KUTIPAN TEKS:
K
ementerian Dalam Negeri belum lama mengeluarkan Surat Edaran Nomor 900.1.9/9095/SJ Tentang Dukungan dan Fasilitasi Pemerintah Daerah Dalam Tahapan Penyelenggaraan Pemilu 2024. Surat Edaran yang diteken Sekretaris Jenderal (Sekjen) Kemendagri Suhajar Diantoro itu menyebutkan sejumlah dukungan yang diberikan pemerintah daerah(Pemda), di antaranya, Pemda perlu memfasilitasi penyediaan sarana dan prasarana untuk sekretariat panitia pemilihan kecamatan (PPK) dan panitia pemungutan suara (PPS). Selanjutnya disebutkan Pemda juga perlu menugaskan personel untuk membantu Sekretariat PPK dan PPS. Sampai disini tidak ada masalah dengan isi surat edaran tersebut.
Masalah baru muncul pada isi selanjutnya dari surat edaran tersebut. Surat edaran tersebut juga menyebutkan, kepala daerah diminta memberikan izin kepada Aparatur Sipil Negara (ASN) Pemda untuk mendaftar sebagai PPK, PPS, kelompok penyelenggara pemungutan suara (KPPS), dan panitia pendaftaran pemilih (Pantarlih). Bagi sebagian rakyat Indonesia yang ingin Pemilu berintegritas, Surat Edaran Kemendagri ini sangat bermasalah.
Aparatur Sipil Negara atau ASN adalah kelompok masyarakat yang tidak sama dengan kebanyakan warga sipil lainnya di Indonesia. Keberadaan ASN diatur secara khusus oleh Undang-Undang Nomor 5 Tahun 2014 Tentang Aparatur Sipil Negara. Secara umum undang undang tersebut menyebutkan bahwa dalam menjalankan tugasnya seorang ASN harus bebas dari pengaruh dan intervensi semua golongan maupun partai politik. Dengan demikian jelas bahwa ASN dilarang bergabung dalam keanggotaan partai politik.
Undang- undang tersebut juga mengatur tugas ASN adalah melaksanakan kebijakan publik yang dibuat berdasarkan peraturan perundang- undangan. ASN juga bertugas memberikan pelayanan kepada publik secara profesional dan berkualitas serta mempererat persatuan dan kesatuan Negara Kesatuan Republik Indonesia.

INSTRUKSI TERTULIS 1: Dalam teks tentang surat edaran Kemendagri, siapa yang meneken surat edaran tersebut?
INSTRUKSI TERTULIS 2: Salin ulang tanpa perubahan sebagian teks tentang surat edaran Kemendagri, mulai dari kata-kata yang memuat "Aparatur Sipil Negara atau" dan berhenti setelah "keanggotaan partai politik.".
Entri di bawah ini tidak berhubungan dengan teks tentang surat edaran Kemendagri.

Catatan

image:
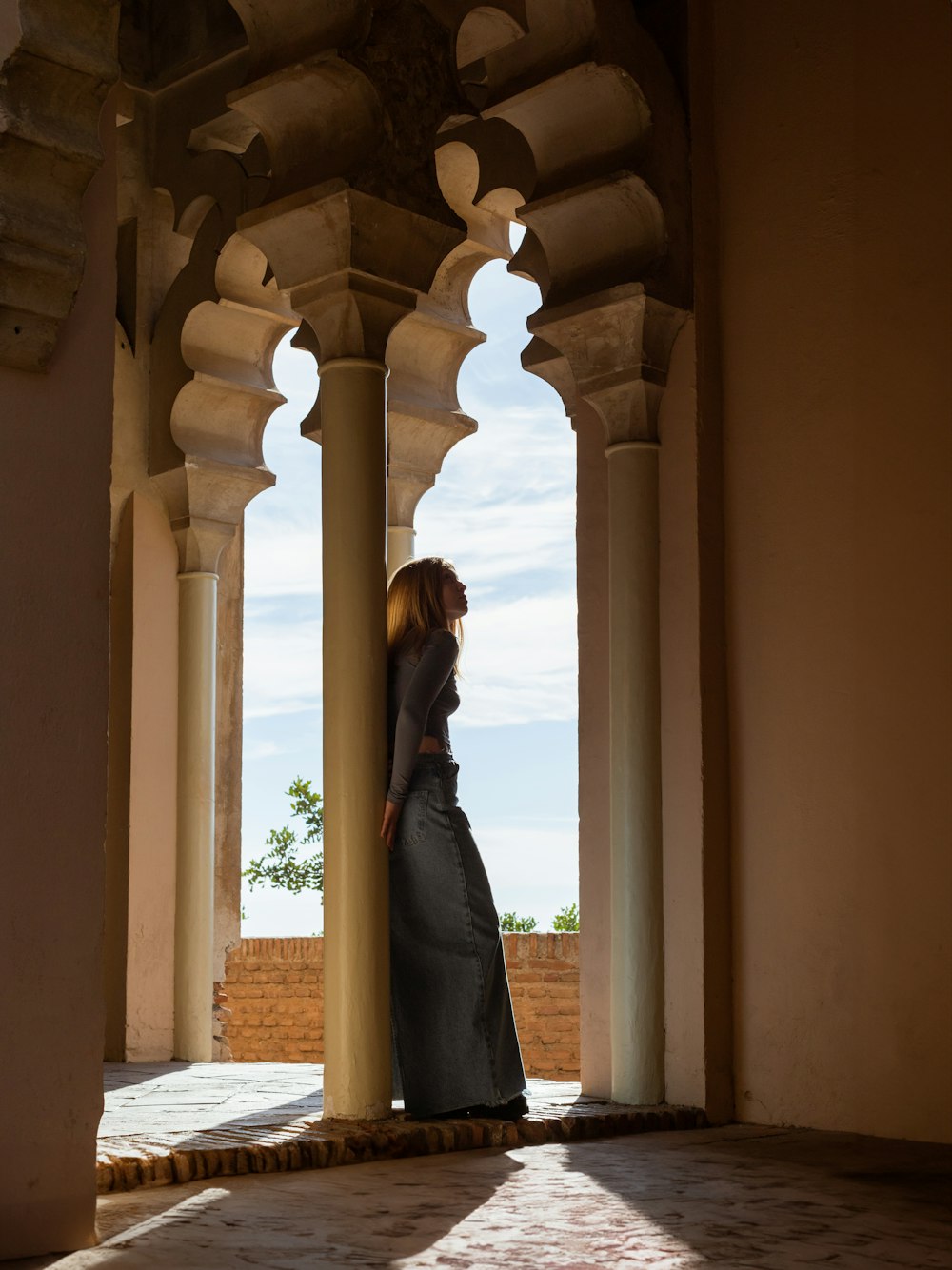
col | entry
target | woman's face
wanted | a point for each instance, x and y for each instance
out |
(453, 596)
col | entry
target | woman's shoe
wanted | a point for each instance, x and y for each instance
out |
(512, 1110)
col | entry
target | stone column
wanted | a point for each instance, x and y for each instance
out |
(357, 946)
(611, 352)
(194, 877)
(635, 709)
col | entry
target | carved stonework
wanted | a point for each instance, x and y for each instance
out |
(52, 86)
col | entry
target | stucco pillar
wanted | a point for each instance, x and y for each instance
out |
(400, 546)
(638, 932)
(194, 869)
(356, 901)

--

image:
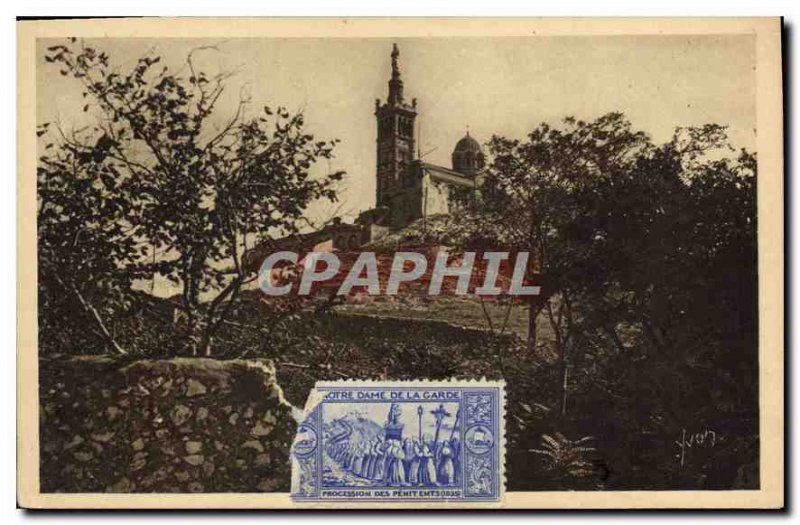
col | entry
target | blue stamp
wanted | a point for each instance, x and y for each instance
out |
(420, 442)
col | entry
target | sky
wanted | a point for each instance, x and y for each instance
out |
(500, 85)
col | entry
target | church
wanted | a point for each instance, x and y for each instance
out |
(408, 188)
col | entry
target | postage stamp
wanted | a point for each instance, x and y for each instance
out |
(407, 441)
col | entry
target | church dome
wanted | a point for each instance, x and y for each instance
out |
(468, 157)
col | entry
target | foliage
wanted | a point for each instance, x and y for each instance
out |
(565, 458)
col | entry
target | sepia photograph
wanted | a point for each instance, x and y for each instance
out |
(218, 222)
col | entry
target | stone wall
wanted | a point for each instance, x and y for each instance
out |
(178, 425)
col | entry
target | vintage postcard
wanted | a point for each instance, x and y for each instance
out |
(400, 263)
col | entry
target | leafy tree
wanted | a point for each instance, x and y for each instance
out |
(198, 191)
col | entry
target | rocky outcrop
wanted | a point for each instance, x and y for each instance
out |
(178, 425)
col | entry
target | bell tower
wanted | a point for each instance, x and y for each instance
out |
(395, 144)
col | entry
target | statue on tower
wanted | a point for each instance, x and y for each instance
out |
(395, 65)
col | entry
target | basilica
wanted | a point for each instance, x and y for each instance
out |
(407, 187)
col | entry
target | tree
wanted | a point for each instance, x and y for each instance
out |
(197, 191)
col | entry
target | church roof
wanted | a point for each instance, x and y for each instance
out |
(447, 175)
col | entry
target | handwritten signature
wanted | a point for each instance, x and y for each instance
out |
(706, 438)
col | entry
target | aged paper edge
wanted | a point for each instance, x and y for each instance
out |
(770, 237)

JAWABAN 1: Sekretaris Jenderal Kemendagri Suhajar Diantoro.

JAWABAN 2:
Aparatur Sipil Negara atau ASN adalah kelompok masyarakat yang tidak sama dengan kebanyakan warga sipil lainnya di Indonesia. Keberadaan ASN diatur secara khusus oleh Undang-Undang Nomor 5 Tahun 2014 Tentang Aparatur Sipil Negara. Secara umum undang undang tersebut menyebutkan bahwa dalam menjalankan tugasnya seorang ASN harus bebas dari pengaruh dan intervensi semua golongan maupun partai politik. Dengan demikian jelas bahwa ASN dilarang bergabung dalam keanggotaan partai politik.